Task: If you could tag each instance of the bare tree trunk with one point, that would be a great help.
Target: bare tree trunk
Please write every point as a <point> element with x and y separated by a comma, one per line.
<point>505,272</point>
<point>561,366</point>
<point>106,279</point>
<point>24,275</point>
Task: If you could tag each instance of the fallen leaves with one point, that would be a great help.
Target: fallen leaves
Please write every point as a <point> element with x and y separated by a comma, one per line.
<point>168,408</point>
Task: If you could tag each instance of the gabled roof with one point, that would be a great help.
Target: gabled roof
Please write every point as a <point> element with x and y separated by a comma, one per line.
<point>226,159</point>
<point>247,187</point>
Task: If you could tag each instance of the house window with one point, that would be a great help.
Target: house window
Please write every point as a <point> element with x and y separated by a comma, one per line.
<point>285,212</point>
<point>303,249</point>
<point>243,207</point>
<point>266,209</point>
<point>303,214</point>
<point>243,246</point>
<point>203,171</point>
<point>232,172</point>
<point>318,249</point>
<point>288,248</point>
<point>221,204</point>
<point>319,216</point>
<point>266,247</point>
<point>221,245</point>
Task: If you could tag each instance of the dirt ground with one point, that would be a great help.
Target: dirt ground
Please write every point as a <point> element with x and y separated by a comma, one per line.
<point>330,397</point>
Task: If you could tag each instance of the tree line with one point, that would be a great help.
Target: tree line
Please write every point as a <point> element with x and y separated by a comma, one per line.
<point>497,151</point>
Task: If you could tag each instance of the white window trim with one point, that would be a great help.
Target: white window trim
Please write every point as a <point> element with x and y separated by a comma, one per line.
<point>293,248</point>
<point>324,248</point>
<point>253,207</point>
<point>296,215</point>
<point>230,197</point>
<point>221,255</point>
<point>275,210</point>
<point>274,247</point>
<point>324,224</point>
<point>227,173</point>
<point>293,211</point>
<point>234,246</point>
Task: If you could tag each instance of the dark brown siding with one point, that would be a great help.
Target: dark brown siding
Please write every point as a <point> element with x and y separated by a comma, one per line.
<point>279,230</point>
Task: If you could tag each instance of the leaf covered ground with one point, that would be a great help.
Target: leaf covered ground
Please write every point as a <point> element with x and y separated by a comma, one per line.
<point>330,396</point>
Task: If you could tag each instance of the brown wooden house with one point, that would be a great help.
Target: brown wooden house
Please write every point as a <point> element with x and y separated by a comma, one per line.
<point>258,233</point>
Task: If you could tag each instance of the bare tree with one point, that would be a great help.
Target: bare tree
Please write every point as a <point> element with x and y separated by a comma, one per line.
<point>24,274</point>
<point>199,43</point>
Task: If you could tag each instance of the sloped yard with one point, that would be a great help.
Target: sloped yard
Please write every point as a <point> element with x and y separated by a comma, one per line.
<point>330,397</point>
- - -
▶ Task brief
Return a word-for-word copy of the lines above from the one holding "Task: If you could tag each instance of the gabled" through the one holding "Target: house window", with both of them included and nothing besides.

▶ Reply to the task
Task: If you could tag each instance of the gabled roof with one point, that would be a great help.
Target: gabled roof
Please write every point as a <point> element with x and y separated by a comma, one per line.
<point>226,159</point>
<point>247,187</point>
Task: If you could tag each instance of the house window with one point, that would be a great help.
Target: house window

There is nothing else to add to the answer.